* [Instructions for the task] Copy the listing below in full and skip every picture.

★ ★ ★ ★ ★

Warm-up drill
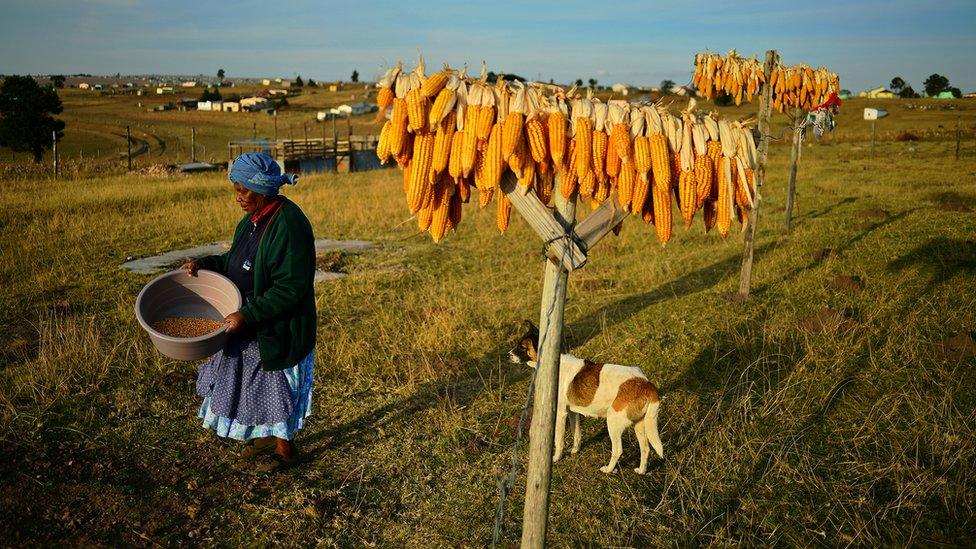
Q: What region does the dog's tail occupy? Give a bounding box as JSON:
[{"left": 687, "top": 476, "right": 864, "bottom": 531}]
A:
[{"left": 644, "top": 400, "right": 664, "bottom": 459}]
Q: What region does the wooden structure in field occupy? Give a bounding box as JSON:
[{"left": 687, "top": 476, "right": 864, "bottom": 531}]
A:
[
  {"left": 227, "top": 135, "right": 382, "bottom": 173},
  {"left": 377, "top": 51, "right": 777, "bottom": 548}
]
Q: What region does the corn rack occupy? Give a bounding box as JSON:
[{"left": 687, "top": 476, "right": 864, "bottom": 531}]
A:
[{"left": 377, "top": 51, "right": 777, "bottom": 547}]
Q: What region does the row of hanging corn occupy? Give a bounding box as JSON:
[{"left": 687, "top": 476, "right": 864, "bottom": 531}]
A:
[
  {"left": 692, "top": 50, "right": 840, "bottom": 112},
  {"left": 377, "top": 61, "right": 756, "bottom": 244}
]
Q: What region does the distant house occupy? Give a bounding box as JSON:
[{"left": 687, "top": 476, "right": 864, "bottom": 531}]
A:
[
  {"left": 610, "top": 84, "right": 640, "bottom": 97},
  {"left": 329, "top": 102, "right": 377, "bottom": 116},
  {"left": 197, "top": 101, "right": 224, "bottom": 111},
  {"left": 240, "top": 97, "right": 268, "bottom": 111},
  {"left": 857, "top": 86, "right": 895, "bottom": 99}
]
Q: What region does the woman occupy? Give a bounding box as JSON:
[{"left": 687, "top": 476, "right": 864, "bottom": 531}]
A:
[{"left": 182, "top": 153, "right": 316, "bottom": 464}]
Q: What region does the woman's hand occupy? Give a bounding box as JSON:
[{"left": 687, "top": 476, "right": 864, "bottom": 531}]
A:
[
  {"left": 180, "top": 261, "right": 200, "bottom": 276},
  {"left": 224, "top": 311, "right": 244, "bottom": 334}
]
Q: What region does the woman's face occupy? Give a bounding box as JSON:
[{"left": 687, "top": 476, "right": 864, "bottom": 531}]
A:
[{"left": 234, "top": 183, "right": 268, "bottom": 213}]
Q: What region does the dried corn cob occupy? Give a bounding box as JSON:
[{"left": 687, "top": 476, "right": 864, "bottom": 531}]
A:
[
  {"left": 376, "top": 123, "right": 392, "bottom": 164},
  {"left": 390, "top": 97, "right": 408, "bottom": 156},
  {"left": 525, "top": 116, "right": 549, "bottom": 162},
  {"left": 431, "top": 111, "right": 456, "bottom": 177},
  {"left": 648, "top": 133, "right": 671, "bottom": 192},
  {"left": 591, "top": 129, "right": 610, "bottom": 185},
  {"left": 447, "top": 182, "right": 463, "bottom": 231},
  {"left": 546, "top": 107, "right": 566, "bottom": 166},
  {"left": 678, "top": 171, "right": 698, "bottom": 229},
  {"left": 485, "top": 124, "right": 505, "bottom": 188},
  {"left": 430, "top": 178, "right": 454, "bottom": 242},
  {"left": 715, "top": 157, "right": 733, "bottom": 238},
  {"left": 478, "top": 189, "right": 496, "bottom": 208},
  {"left": 495, "top": 193, "right": 512, "bottom": 233},
  {"left": 447, "top": 132, "right": 464, "bottom": 181},
  {"left": 651, "top": 185, "right": 671, "bottom": 246},
  {"left": 407, "top": 133, "right": 434, "bottom": 214},
  {"left": 614, "top": 162, "right": 647, "bottom": 211},
  {"left": 535, "top": 164, "right": 556, "bottom": 205},
  {"left": 695, "top": 155, "right": 714, "bottom": 209}
]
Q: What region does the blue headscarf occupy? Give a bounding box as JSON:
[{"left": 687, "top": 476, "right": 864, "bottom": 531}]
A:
[{"left": 228, "top": 153, "right": 298, "bottom": 196}]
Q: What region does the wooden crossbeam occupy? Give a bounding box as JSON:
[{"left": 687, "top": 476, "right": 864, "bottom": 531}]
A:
[
  {"left": 501, "top": 171, "right": 586, "bottom": 272},
  {"left": 576, "top": 191, "right": 628, "bottom": 253}
]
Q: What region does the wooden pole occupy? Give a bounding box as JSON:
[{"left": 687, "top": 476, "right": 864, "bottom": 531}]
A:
[
  {"left": 739, "top": 50, "right": 779, "bottom": 297},
  {"left": 786, "top": 109, "right": 803, "bottom": 232},
  {"left": 871, "top": 120, "right": 878, "bottom": 156},
  {"left": 956, "top": 116, "right": 962, "bottom": 160},
  {"left": 522, "top": 179, "right": 576, "bottom": 549},
  {"left": 51, "top": 130, "right": 58, "bottom": 179},
  {"left": 125, "top": 126, "right": 132, "bottom": 172}
]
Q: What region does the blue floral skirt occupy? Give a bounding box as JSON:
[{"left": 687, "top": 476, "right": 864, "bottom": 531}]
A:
[{"left": 197, "top": 336, "right": 315, "bottom": 440}]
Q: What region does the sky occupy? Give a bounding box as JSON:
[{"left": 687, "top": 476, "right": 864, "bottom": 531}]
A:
[{"left": 0, "top": 0, "right": 976, "bottom": 92}]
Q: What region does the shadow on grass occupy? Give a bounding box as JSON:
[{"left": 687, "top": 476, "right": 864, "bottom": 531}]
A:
[
  {"left": 306, "top": 243, "right": 773, "bottom": 454},
  {"left": 793, "top": 196, "right": 857, "bottom": 224},
  {"left": 888, "top": 236, "right": 976, "bottom": 295}
]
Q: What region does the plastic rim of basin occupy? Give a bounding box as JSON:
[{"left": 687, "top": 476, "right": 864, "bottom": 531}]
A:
[{"left": 135, "top": 269, "right": 242, "bottom": 360}]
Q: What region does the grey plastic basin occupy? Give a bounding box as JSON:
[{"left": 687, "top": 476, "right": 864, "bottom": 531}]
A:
[{"left": 136, "top": 270, "right": 241, "bottom": 360}]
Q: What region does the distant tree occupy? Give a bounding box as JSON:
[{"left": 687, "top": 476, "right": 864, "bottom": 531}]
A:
[
  {"left": 0, "top": 75, "right": 64, "bottom": 162},
  {"left": 923, "top": 74, "right": 949, "bottom": 97},
  {"left": 200, "top": 88, "right": 223, "bottom": 101},
  {"left": 708, "top": 88, "right": 735, "bottom": 107},
  {"left": 898, "top": 86, "right": 918, "bottom": 99}
]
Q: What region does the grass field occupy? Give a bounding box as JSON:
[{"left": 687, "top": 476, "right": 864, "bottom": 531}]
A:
[{"left": 0, "top": 97, "right": 976, "bottom": 547}]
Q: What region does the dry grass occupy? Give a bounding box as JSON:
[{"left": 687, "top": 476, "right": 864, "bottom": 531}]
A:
[{"left": 0, "top": 114, "right": 976, "bottom": 547}]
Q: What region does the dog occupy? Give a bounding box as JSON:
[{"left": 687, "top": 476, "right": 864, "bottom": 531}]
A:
[{"left": 509, "top": 320, "right": 664, "bottom": 475}]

★ ★ ★ ★ ★

* [Output for this task]
Warm-up drill
Q: What region does the dog's tail occupy? Give a bounding box as JSON:
[{"left": 687, "top": 476, "right": 864, "bottom": 531}]
A:
[{"left": 644, "top": 400, "right": 664, "bottom": 459}]
Q: What region does the wooden structure in field occupy? Give a bounding box as JSON:
[{"left": 687, "top": 476, "right": 864, "bottom": 531}]
A:
[
  {"left": 227, "top": 135, "right": 382, "bottom": 173},
  {"left": 377, "top": 51, "right": 777, "bottom": 548}
]
Q: What region does the corn rack occupy? Give a bounding box as JSON:
[{"left": 687, "top": 476, "right": 864, "bottom": 531}]
A:
[{"left": 377, "top": 51, "right": 777, "bottom": 547}]
Q: What region does the row of hanging corn occupy? Give a bounding box as JSON:
[{"left": 687, "top": 476, "right": 864, "bottom": 531}]
A:
[
  {"left": 692, "top": 50, "right": 840, "bottom": 112},
  {"left": 377, "top": 61, "right": 756, "bottom": 244}
]
Q: What region does the distant house occupy? Give a bounding box as JSON:
[{"left": 687, "top": 476, "right": 864, "bottom": 531}]
A:
[
  {"left": 610, "top": 84, "right": 640, "bottom": 97},
  {"left": 329, "top": 102, "right": 377, "bottom": 116},
  {"left": 197, "top": 101, "right": 224, "bottom": 111},
  {"left": 240, "top": 97, "right": 268, "bottom": 111},
  {"left": 857, "top": 86, "right": 895, "bottom": 99}
]
Q: What region does the woman occupy? Give a bounding box as JSON:
[{"left": 687, "top": 476, "right": 864, "bottom": 531}]
A:
[{"left": 182, "top": 153, "right": 316, "bottom": 464}]
Q: What region does the woman's hand occupy? Give a bounding box as JSON:
[{"left": 687, "top": 476, "right": 864, "bottom": 531}]
A:
[
  {"left": 180, "top": 261, "right": 200, "bottom": 276},
  {"left": 224, "top": 311, "right": 244, "bottom": 334}
]
Q: What region does the woman's face occupy? Give a bounding box as JSON:
[{"left": 687, "top": 476, "right": 864, "bottom": 531}]
A:
[{"left": 234, "top": 183, "right": 268, "bottom": 213}]
Q: What region does the dried corn cob occupy? Give a bounding box as JSON:
[{"left": 687, "top": 476, "right": 864, "bottom": 531}]
A:
[
  {"left": 376, "top": 123, "right": 392, "bottom": 164},
  {"left": 390, "top": 97, "right": 408, "bottom": 156},
  {"left": 525, "top": 116, "right": 549, "bottom": 162},
  {"left": 431, "top": 111, "right": 456, "bottom": 177},
  {"left": 648, "top": 133, "right": 671, "bottom": 192},
  {"left": 591, "top": 129, "right": 610, "bottom": 185},
  {"left": 447, "top": 182, "right": 463, "bottom": 231},
  {"left": 546, "top": 107, "right": 566, "bottom": 166},
  {"left": 678, "top": 171, "right": 698, "bottom": 229},
  {"left": 485, "top": 124, "right": 505, "bottom": 188},
  {"left": 430, "top": 178, "right": 454, "bottom": 242},
  {"left": 715, "top": 157, "right": 733, "bottom": 238},
  {"left": 478, "top": 189, "right": 496, "bottom": 208},
  {"left": 495, "top": 193, "right": 512, "bottom": 233},
  {"left": 447, "top": 132, "right": 464, "bottom": 181},
  {"left": 651, "top": 185, "right": 671, "bottom": 246},
  {"left": 407, "top": 133, "right": 434, "bottom": 214},
  {"left": 614, "top": 162, "right": 647, "bottom": 211},
  {"left": 535, "top": 164, "right": 556, "bottom": 205},
  {"left": 695, "top": 155, "right": 714, "bottom": 209}
]
Q: What region does the blue headscarf occupy? Give a bounding box as JSON:
[{"left": 687, "top": 476, "right": 864, "bottom": 531}]
A:
[{"left": 228, "top": 153, "right": 298, "bottom": 196}]
Q: What region does the wooden crossbeam occupy? Give a bounding box as JSON:
[{"left": 687, "top": 476, "right": 864, "bottom": 531}]
A:
[
  {"left": 501, "top": 171, "right": 586, "bottom": 272},
  {"left": 576, "top": 191, "right": 628, "bottom": 253}
]
Q: What region does the wooden pole occupy? Give a bounding box as JSON:
[{"left": 687, "top": 476, "right": 864, "bottom": 531}]
A:
[
  {"left": 739, "top": 50, "right": 779, "bottom": 297},
  {"left": 786, "top": 109, "right": 803, "bottom": 232},
  {"left": 871, "top": 120, "right": 878, "bottom": 156},
  {"left": 956, "top": 116, "right": 962, "bottom": 160},
  {"left": 522, "top": 179, "right": 576, "bottom": 549},
  {"left": 51, "top": 130, "right": 58, "bottom": 179},
  {"left": 125, "top": 126, "right": 132, "bottom": 172}
]
Q: What region does the blue floral skirt occupy? Give a bounding box as JSON:
[{"left": 687, "top": 476, "right": 864, "bottom": 531}]
A:
[{"left": 197, "top": 336, "right": 315, "bottom": 440}]
Q: What region does the sky occupy? Give a bounding box as JSON:
[{"left": 687, "top": 476, "right": 864, "bottom": 531}]
A:
[{"left": 0, "top": 0, "right": 976, "bottom": 92}]
Q: What region does the shadow on grass occupy? Give a bounding box as JSON:
[{"left": 687, "top": 476, "right": 864, "bottom": 531}]
A:
[
  {"left": 306, "top": 243, "right": 773, "bottom": 454},
  {"left": 793, "top": 196, "right": 857, "bottom": 224},
  {"left": 888, "top": 236, "right": 976, "bottom": 295}
]
Q: What region does the plastic rim of basin occupy? Give a bounding box as JSON:
[{"left": 687, "top": 476, "right": 864, "bottom": 531}]
A:
[{"left": 135, "top": 269, "right": 242, "bottom": 360}]
Q: What region does the grey plastic basin occupy? Give a bounding box as JSON:
[{"left": 687, "top": 476, "right": 864, "bottom": 531}]
A:
[{"left": 136, "top": 270, "right": 241, "bottom": 360}]
Q: What region does the distant tree occupy? Give a bounding box as JSON:
[{"left": 687, "top": 476, "right": 864, "bottom": 531}]
A:
[
  {"left": 0, "top": 75, "right": 64, "bottom": 162},
  {"left": 923, "top": 74, "right": 949, "bottom": 97},
  {"left": 200, "top": 88, "right": 223, "bottom": 101},
  {"left": 708, "top": 88, "right": 735, "bottom": 107},
  {"left": 898, "top": 86, "right": 918, "bottom": 99}
]
Q: What region does the grass field occupy? Give a bounding box as JSON:
[{"left": 687, "top": 476, "right": 864, "bottom": 531}]
A:
[{"left": 0, "top": 97, "right": 976, "bottom": 547}]
Q: What region does the dry grass occupy? Give a bounding box as JSON:
[{"left": 687, "top": 476, "right": 864, "bottom": 531}]
A:
[{"left": 0, "top": 114, "right": 976, "bottom": 547}]
Q: What region does the dog occupy? Give a bounding box as JSON:
[{"left": 687, "top": 476, "right": 864, "bottom": 531}]
A:
[{"left": 509, "top": 320, "right": 664, "bottom": 475}]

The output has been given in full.